● DIRECTIONS FOR THIS TASK: A word-for-word copy of the records below is required.

● DATA SUPPLIED:
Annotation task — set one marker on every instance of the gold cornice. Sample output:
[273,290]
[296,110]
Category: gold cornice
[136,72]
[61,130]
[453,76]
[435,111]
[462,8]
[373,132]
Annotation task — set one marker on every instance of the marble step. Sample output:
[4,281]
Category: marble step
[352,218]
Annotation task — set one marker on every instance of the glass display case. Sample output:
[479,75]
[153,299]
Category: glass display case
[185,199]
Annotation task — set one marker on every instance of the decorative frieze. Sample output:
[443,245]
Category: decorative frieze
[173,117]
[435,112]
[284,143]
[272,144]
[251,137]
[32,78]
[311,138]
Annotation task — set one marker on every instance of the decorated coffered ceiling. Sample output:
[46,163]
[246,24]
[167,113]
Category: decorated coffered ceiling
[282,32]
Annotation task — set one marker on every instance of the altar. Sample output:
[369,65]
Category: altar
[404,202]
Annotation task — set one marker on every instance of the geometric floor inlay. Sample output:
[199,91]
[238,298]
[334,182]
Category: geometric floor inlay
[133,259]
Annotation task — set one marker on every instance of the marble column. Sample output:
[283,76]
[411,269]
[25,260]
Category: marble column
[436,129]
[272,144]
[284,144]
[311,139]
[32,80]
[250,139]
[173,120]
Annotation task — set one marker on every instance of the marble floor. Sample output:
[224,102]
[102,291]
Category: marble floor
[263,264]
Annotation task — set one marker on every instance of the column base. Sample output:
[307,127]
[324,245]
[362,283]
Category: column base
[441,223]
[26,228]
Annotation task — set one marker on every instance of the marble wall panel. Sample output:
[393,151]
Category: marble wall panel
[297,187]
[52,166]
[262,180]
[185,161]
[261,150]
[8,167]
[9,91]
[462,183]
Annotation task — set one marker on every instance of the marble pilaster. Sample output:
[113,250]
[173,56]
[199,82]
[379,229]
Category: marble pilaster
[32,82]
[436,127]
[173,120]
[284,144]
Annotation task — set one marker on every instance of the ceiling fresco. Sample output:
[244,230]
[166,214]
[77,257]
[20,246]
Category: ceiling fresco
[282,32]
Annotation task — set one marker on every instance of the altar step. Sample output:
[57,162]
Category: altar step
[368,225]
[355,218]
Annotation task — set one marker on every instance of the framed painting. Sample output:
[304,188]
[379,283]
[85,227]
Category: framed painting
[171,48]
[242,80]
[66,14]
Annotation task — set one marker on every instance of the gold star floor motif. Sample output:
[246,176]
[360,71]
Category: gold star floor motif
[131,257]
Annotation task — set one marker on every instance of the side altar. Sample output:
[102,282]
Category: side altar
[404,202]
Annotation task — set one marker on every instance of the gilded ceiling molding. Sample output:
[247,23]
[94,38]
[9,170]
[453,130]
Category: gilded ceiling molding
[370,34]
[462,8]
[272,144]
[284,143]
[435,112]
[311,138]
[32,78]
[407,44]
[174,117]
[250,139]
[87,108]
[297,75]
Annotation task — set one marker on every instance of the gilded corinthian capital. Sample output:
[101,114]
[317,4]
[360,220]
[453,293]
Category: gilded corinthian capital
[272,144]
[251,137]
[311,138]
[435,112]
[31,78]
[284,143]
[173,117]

● RESPONSE BELOW:
Annotation task — set one marker on every instance of the gold cornice. Sample output:
[273,290]
[296,110]
Category: gold cornice
[136,72]
[61,130]
[453,76]
[435,111]
[462,8]
[373,132]
Annotation task — set one marker on every instance of the marble step. Sample output:
[4,281]
Category: marble step
[352,218]
Annotation task — set one marker on every instance of the glass display case. Sample output:
[479,75]
[153,299]
Category: glass display case
[185,199]
Annotation task — set one marker on every instance of the decorative frieze. Sample output:
[443,245]
Category: decorative frieze
[173,117]
[435,112]
[284,143]
[272,144]
[251,137]
[32,78]
[311,138]
Annotation task — set one marker on every instance of the decorated coffered ceiling. Sample output:
[46,163]
[246,24]
[167,113]
Category: decorated coffered ceiling
[282,32]
Annotation task — set one marker on every instance of the altar. Sample output:
[369,65]
Category: altar
[404,202]
Annotation task — set one marker on every instance of the geometric floor inlay. Sample output:
[199,91]
[238,298]
[334,182]
Category: geometric floor inlay
[133,259]
Annotation task — set one marker on every instance of the marble column. Sample output:
[283,76]
[411,269]
[25,260]
Category: marble column
[436,129]
[272,144]
[284,144]
[311,139]
[32,80]
[250,139]
[173,120]
Annotation task — set one marker on every instance of the marble floor. Sample output:
[224,102]
[102,291]
Category: marble floor
[263,264]
Annotation task — set one marker on every instance of the column base. Sample output:
[307,127]
[324,245]
[362,283]
Category: column base
[441,223]
[26,228]
Annotation task — set one marker on every instance of the marble wall panel. Sample output:
[393,151]
Category: marble wall panel
[297,187]
[52,166]
[262,180]
[185,161]
[261,150]
[8,167]
[9,91]
[462,183]
Annotation task — set one marker on every instance of the marble pilaster. Sample output:
[113,250]
[173,56]
[199,82]
[379,229]
Category: marble pilaster
[32,82]
[436,127]
[173,120]
[284,144]
Annotation task — set one marker on every instance of the ceiling fresco. Sample output:
[244,230]
[166,214]
[77,257]
[20,246]
Category: ceiling fresco
[282,32]
Annotation task — set one marker on every instance of the altar step. Sample output:
[57,162]
Category: altar step
[368,225]
[355,218]
Annotation task — set one marker on every instance of the framed painting. Sample output:
[304,188]
[379,283]
[85,227]
Category: framed painting
[171,48]
[242,80]
[66,14]
Annotation task — set one marker on every instance of the gold star floor motif. Sample output:
[246,176]
[360,71]
Category: gold star floor motif
[131,257]
Annotation task — set one marker on every instance of the side altar. Sample output:
[102,282]
Category: side altar
[404,202]
Annotation task — set one marker on every instance of the gilded ceiling molding. Sample output:
[247,23]
[94,38]
[9,170]
[453,130]
Category: gilded ceiling molding
[370,34]
[462,8]
[272,144]
[284,143]
[435,112]
[311,138]
[32,78]
[407,44]
[174,117]
[250,139]
[87,108]
[297,75]
Annotation task — set one marker on every instance of the gilded corinthian capital. Sample output:
[101,114]
[317,4]
[360,220]
[453,293]
Category: gilded corinthian capital
[272,144]
[251,137]
[311,138]
[435,112]
[31,78]
[284,143]
[173,117]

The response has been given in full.